First of all, how fun is it to say boo yeah? One of my favorites...I cannot tell a lie.

Secondly and really most importantly, I completed my first two mile run today. The good news is I finished all of it and didn't walk at all! I mapped out my route last night and basically ran a straight shot all the way down to the ocean. The route had a slight decline for a lot of it, but what I want to focus on is that I finished and I didn't stop at all.

My breathing felt pretty good today. I'm not overly concerned about my pace right now. I figure why worry about too many things right now? For me, all I want is to complete the required mileage. I have a week between my next two mile run and I'm already looking forward to it. That's a great sign, right?

The schedule is feeling good but I have to be honest and say that my stupid shins are feeling a little touchy at the beginning and after my runs. I came home today and put ice on them right away. I'll take some Advil tonight and I'll continue to do both of those things. I have two days off until my next run (only a mile). Wait...did I just write only a mile? Ha. Anyway, I was saying, I'm on it. I'm taking care of myself the best what that I can without stopping running all together. I really don't want to have to stop running because of stupid shin splints, so I will monitor this closely and do what I can to try and ward these things off.

(Stored data)
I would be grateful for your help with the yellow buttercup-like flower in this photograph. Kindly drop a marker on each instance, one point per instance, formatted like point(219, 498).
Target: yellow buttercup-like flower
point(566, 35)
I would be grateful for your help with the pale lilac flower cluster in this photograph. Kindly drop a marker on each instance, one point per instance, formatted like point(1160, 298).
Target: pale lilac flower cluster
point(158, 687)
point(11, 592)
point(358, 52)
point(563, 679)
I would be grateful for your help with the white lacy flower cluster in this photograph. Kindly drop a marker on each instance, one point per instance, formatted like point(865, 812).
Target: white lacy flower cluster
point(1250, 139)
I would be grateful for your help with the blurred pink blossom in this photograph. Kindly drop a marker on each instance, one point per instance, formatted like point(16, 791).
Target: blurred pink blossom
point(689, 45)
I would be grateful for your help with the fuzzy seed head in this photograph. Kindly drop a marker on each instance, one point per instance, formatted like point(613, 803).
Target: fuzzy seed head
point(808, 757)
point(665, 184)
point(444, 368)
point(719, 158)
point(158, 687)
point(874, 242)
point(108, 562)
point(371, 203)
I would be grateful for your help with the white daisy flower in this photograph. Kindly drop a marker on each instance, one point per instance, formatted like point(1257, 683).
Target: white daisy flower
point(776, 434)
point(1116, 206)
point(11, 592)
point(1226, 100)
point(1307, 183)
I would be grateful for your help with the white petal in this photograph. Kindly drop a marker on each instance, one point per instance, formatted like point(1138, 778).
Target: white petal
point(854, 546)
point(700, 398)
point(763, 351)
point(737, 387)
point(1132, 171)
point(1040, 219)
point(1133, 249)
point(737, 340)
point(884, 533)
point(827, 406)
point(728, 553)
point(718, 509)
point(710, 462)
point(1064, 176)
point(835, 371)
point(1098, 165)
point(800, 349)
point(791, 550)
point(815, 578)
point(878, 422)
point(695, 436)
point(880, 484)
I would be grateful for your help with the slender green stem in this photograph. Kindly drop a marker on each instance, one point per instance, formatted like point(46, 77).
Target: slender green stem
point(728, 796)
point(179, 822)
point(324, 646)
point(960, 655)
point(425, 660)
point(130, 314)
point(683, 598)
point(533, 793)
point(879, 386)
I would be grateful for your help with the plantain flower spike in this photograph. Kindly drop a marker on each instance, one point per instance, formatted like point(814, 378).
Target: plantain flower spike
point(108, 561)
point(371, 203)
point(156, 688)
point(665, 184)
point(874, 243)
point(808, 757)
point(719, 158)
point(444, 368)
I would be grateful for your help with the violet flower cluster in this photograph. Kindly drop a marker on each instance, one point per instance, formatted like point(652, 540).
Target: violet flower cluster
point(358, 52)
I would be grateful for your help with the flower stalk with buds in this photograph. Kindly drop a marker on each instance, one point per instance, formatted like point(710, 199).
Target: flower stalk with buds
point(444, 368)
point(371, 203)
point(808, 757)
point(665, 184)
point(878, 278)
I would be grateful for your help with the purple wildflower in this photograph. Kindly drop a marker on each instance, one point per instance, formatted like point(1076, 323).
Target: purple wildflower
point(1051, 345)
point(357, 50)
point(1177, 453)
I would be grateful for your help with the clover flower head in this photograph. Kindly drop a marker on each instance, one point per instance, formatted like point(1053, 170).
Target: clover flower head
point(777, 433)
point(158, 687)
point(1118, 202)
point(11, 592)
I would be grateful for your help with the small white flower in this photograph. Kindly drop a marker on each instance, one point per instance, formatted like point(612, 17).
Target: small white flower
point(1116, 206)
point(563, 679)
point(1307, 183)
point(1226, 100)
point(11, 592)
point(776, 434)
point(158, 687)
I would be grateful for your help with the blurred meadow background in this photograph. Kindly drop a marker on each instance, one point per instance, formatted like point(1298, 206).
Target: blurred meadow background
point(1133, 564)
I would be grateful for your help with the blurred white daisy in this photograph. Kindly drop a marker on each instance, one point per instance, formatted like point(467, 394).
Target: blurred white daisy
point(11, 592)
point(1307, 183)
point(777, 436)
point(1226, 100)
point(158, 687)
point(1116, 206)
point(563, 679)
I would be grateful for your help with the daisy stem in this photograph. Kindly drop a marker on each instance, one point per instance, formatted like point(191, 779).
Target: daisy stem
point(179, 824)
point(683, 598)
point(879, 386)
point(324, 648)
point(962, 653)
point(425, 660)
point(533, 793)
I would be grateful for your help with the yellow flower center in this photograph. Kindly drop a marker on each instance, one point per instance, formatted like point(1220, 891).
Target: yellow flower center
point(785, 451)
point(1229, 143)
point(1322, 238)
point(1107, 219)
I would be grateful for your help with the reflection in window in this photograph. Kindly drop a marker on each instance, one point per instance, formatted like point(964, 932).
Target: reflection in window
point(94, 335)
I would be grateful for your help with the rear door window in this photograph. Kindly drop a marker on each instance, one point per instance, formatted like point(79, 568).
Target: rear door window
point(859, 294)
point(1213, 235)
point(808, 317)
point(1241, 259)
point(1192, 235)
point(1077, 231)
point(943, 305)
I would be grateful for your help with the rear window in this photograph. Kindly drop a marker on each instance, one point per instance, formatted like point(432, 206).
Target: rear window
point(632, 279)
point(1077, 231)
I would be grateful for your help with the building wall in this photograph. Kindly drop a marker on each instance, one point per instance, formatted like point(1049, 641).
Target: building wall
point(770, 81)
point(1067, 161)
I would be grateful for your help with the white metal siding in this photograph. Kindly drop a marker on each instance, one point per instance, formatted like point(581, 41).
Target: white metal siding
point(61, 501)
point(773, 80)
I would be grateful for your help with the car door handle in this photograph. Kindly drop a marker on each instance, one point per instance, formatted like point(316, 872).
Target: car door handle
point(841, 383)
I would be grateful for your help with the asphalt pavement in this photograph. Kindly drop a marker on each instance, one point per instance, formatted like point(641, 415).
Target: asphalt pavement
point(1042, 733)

(Set of tasks)
A: List the specific things the writer of the running blog post says they are doing to deal with their sore shins.
B: Pick up the running blog post after its last sentence and keep writing it.

(Answers to the exercises)
A:
- Putting ice on them right after a run
- Taking Advil
- Monitoring them closely

B:
Tomorrow I'm going down to see the 3-Day in San Diego. It'll be the first (and only and last) event I see this year and I'm really anxious to see some of my co-workers and to see the event. It always inspires and moves me to see so many people putting themselves through such a difficult physical challenge all to make life easier for people who have been personally touched by (breast) cancer. It's always a good wake-up call to see how easy we have it.

A few random things I wanted to comment on:
1. I'm sick of running in cotton t-shirts. I'm officially on the hunt for some good running shirts made out of material that is light and helps my body stay cool.
2. I'm still looking for some good music recommendations. Let me rephrase that- I'm always looking for good music recommendations for working out. So keep the suggestions coming!
3. I've been doing really well lately with the eating aspect of all of this. I'm feeling great about where I am with that and continue to take it day by day.
4. I definitely feel like I've been losing weight. Some of my pants are getting looser on me which is a great feeling.

And I'm out.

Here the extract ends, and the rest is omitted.